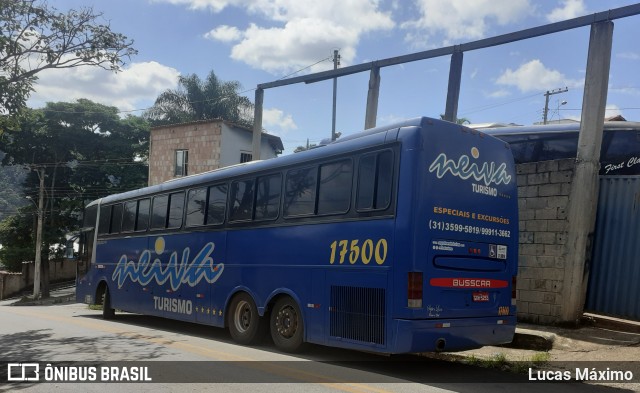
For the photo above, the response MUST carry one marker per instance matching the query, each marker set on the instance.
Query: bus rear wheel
(107, 311)
(245, 325)
(287, 327)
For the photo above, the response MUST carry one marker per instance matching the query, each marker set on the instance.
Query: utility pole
(38, 261)
(546, 101)
(336, 63)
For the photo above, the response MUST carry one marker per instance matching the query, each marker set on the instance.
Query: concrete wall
(236, 141)
(13, 283)
(543, 198)
(211, 144)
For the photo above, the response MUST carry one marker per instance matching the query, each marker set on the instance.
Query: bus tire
(107, 311)
(287, 326)
(245, 325)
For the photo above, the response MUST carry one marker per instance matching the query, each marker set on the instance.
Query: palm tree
(195, 99)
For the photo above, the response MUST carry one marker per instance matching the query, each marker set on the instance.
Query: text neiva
(488, 173)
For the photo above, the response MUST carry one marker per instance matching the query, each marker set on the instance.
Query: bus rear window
(196, 206)
(268, 197)
(241, 200)
(217, 204)
(375, 179)
(334, 193)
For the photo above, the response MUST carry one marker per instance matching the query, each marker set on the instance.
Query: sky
(259, 41)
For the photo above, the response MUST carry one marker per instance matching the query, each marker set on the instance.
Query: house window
(245, 157)
(182, 162)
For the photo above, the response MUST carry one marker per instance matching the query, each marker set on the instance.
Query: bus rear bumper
(451, 335)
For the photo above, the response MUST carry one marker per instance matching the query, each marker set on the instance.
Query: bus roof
(558, 128)
(371, 137)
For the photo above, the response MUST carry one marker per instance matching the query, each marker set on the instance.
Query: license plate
(481, 296)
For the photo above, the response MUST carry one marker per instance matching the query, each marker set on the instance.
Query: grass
(500, 361)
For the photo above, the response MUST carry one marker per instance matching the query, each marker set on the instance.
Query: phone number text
(451, 227)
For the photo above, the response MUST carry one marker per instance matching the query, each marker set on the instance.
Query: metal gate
(614, 279)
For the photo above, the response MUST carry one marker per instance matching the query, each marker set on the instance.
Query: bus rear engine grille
(358, 314)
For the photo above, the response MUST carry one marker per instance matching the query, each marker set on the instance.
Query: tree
(35, 37)
(86, 151)
(195, 99)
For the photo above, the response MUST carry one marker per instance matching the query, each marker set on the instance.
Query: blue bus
(398, 239)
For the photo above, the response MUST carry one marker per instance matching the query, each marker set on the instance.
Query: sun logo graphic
(466, 167)
(177, 271)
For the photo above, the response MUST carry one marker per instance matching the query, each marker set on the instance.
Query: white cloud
(628, 56)
(224, 33)
(534, 76)
(297, 33)
(462, 20)
(138, 84)
(499, 93)
(612, 110)
(213, 5)
(277, 122)
(568, 10)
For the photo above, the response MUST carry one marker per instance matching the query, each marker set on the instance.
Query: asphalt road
(184, 357)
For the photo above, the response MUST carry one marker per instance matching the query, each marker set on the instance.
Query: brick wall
(543, 198)
(201, 139)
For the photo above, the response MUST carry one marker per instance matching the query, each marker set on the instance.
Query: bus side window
(176, 208)
(555, 148)
(105, 220)
(116, 218)
(159, 211)
(142, 219)
(375, 181)
(300, 192)
(196, 207)
(268, 197)
(129, 216)
(334, 193)
(241, 200)
(216, 204)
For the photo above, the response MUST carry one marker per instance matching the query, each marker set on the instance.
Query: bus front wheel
(287, 327)
(245, 325)
(107, 311)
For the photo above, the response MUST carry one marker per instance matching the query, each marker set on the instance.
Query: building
(200, 146)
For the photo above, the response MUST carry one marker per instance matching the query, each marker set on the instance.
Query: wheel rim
(287, 322)
(242, 316)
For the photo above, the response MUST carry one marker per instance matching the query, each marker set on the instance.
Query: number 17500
(363, 253)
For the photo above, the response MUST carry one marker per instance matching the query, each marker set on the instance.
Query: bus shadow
(320, 364)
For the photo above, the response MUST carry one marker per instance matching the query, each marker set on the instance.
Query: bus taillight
(414, 292)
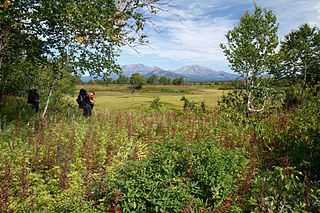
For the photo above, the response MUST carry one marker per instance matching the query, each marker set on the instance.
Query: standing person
(34, 99)
(91, 94)
(84, 102)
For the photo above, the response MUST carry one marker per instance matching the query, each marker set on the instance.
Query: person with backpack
(34, 99)
(83, 101)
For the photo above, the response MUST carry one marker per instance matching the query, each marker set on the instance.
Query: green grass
(120, 97)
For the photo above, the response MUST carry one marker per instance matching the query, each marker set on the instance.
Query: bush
(177, 176)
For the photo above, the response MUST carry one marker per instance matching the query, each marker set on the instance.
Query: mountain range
(192, 73)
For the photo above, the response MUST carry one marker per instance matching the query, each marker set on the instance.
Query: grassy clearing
(120, 97)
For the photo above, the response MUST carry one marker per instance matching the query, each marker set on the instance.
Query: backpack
(80, 101)
(30, 97)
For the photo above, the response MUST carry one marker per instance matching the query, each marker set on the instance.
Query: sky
(189, 31)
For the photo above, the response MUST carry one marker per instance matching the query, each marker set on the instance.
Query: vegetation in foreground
(188, 160)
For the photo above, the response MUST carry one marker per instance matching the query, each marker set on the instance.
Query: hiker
(84, 102)
(34, 99)
(91, 94)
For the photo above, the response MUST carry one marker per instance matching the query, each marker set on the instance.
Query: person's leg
(37, 107)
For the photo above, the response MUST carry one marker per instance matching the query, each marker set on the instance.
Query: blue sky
(191, 31)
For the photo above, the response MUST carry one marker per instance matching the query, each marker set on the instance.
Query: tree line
(137, 79)
(44, 43)
(252, 51)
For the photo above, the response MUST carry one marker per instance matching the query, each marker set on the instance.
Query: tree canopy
(300, 54)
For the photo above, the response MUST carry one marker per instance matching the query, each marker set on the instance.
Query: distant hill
(190, 73)
(162, 73)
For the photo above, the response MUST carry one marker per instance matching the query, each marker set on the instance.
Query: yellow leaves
(5, 4)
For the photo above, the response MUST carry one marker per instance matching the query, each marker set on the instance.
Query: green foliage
(122, 80)
(297, 135)
(137, 81)
(160, 160)
(152, 80)
(178, 81)
(190, 105)
(176, 173)
(155, 104)
(165, 81)
(300, 53)
(251, 52)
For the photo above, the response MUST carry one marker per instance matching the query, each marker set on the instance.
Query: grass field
(120, 97)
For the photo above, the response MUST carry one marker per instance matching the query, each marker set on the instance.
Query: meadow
(174, 157)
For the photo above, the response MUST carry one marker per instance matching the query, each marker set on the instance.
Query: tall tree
(300, 54)
(251, 51)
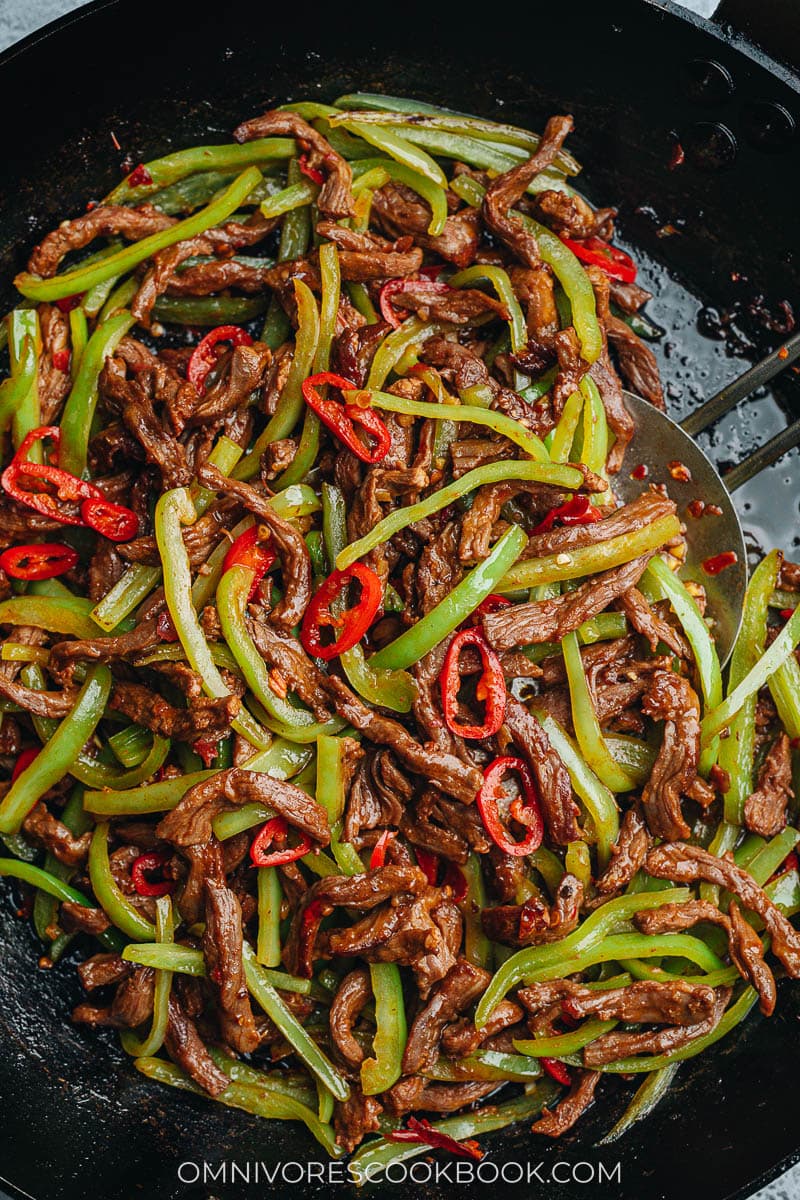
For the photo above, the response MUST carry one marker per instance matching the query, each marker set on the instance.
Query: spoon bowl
(662, 453)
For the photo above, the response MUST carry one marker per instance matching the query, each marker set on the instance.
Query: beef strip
(551, 621)
(611, 1047)
(335, 198)
(767, 807)
(684, 863)
(534, 923)
(671, 699)
(461, 987)
(627, 855)
(190, 823)
(289, 543)
(557, 1121)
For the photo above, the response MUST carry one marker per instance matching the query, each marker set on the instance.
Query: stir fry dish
(367, 757)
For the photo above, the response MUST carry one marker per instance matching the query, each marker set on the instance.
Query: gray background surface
(22, 17)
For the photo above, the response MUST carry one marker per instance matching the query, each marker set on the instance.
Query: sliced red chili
(395, 287)
(611, 259)
(422, 1132)
(38, 562)
(149, 864)
(113, 521)
(342, 419)
(577, 510)
(378, 857)
(205, 353)
(311, 173)
(248, 550)
(557, 1071)
(350, 624)
(276, 831)
(491, 688)
(24, 759)
(523, 809)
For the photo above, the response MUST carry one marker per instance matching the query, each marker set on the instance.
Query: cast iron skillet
(74, 1117)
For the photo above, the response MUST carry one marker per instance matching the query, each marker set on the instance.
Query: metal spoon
(660, 442)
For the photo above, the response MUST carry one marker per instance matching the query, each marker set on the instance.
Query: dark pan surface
(74, 1117)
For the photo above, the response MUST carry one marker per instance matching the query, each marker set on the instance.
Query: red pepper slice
(248, 551)
(37, 562)
(527, 813)
(557, 1071)
(311, 173)
(341, 419)
(378, 857)
(422, 1132)
(204, 355)
(353, 623)
(491, 687)
(276, 831)
(24, 759)
(144, 865)
(578, 510)
(596, 252)
(113, 521)
(394, 287)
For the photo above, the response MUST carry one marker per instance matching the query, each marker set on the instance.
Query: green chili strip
(591, 559)
(608, 919)
(587, 726)
(779, 652)
(499, 280)
(82, 279)
(596, 797)
(290, 405)
(173, 510)
(62, 750)
(492, 473)
(512, 430)
(290, 1027)
(152, 1043)
(707, 660)
(385, 1067)
(457, 605)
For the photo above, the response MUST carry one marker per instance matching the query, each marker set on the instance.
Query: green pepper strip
(609, 918)
(152, 1043)
(19, 391)
(290, 403)
(82, 279)
(775, 657)
(271, 1104)
(294, 724)
(707, 659)
(175, 167)
(389, 689)
(173, 510)
(110, 899)
(593, 559)
(587, 726)
(456, 607)
(432, 193)
(62, 750)
(497, 421)
(492, 473)
(596, 797)
(564, 1043)
(385, 1067)
(372, 1156)
(290, 1027)
(567, 270)
(499, 280)
(329, 307)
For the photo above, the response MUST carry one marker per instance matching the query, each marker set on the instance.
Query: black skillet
(711, 234)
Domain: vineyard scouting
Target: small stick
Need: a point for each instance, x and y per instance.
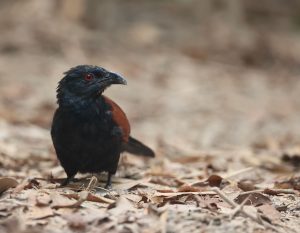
(239, 208)
(236, 173)
(256, 218)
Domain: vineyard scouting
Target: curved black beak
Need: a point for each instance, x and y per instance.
(114, 78)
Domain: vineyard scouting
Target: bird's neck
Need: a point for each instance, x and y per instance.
(83, 106)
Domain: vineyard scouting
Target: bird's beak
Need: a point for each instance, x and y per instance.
(114, 78)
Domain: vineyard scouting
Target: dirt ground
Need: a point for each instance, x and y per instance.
(215, 95)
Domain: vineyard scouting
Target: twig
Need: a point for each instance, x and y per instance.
(239, 208)
(257, 218)
(270, 191)
(236, 173)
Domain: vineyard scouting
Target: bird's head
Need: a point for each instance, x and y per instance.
(86, 82)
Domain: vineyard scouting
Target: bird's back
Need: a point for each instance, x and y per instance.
(85, 142)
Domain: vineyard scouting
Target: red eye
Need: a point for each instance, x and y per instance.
(88, 77)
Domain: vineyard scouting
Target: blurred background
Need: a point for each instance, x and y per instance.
(201, 73)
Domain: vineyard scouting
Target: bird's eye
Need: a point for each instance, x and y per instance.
(88, 77)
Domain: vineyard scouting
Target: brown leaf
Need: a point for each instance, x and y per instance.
(39, 212)
(43, 199)
(293, 159)
(188, 188)
(255, 199)
(26, 184)
(270, 212)
(214, 180)
(6, 183)
(292, 183)
(121, 206)
(91, 197)
(246, 185)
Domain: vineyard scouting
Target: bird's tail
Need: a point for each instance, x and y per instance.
(134, 146)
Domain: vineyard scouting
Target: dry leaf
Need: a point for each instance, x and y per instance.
(188, 188)
(292, 183)
(121, 206)
(246, 185)
(214, 180)
(6, 183)
(270, 211)
(254, 199)
(39, 212)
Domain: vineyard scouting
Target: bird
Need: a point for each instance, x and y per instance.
(89, 130)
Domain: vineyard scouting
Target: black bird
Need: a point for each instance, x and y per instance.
(89, 130)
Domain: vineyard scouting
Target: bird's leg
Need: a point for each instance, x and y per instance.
(67, 180)
(108, 182)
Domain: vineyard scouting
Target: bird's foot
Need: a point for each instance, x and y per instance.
(67, 181)
(108, 182)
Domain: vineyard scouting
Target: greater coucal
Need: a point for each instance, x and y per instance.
(89, 130)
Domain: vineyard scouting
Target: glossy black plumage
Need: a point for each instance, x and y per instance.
(89, 131)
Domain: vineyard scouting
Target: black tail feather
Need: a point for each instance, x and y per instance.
(136, 147)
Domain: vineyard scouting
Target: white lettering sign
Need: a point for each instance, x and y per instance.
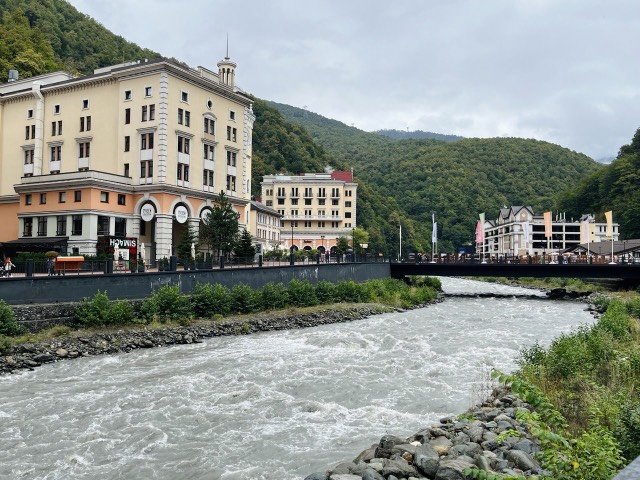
(181, 214)
(147, 212)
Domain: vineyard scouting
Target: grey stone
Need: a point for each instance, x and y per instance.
(427, 460)
(371, 474)
(399, 468)
(522, 461)
(389, 441)
(527, 446)
(345, 467)
(43, 358)
(317, 476)
(482, 463)
(452, 470)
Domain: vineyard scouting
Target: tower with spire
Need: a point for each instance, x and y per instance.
(227, 69)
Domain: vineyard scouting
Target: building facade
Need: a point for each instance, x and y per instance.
(518, 231)
(316, 208)
(135, 150)
(265, 224)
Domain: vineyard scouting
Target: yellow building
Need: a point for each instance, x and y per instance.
(135, 150)
(316, 208)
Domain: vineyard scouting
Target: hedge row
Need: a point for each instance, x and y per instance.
(214, 300)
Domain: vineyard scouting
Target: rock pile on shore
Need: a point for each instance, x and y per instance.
(31, 355)
(487, 437)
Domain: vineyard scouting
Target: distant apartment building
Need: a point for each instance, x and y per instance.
(265, 224)
(136, 150)
(316, 208)
(518, 231)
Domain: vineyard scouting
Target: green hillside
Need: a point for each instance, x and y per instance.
(615, 187)
(39, 36)
(454, 180)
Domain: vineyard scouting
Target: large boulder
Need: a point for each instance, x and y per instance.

— Assigned task —
Count the lines in the listing that hold the word "bird", then give the number and nothing else.

— Completed task —
10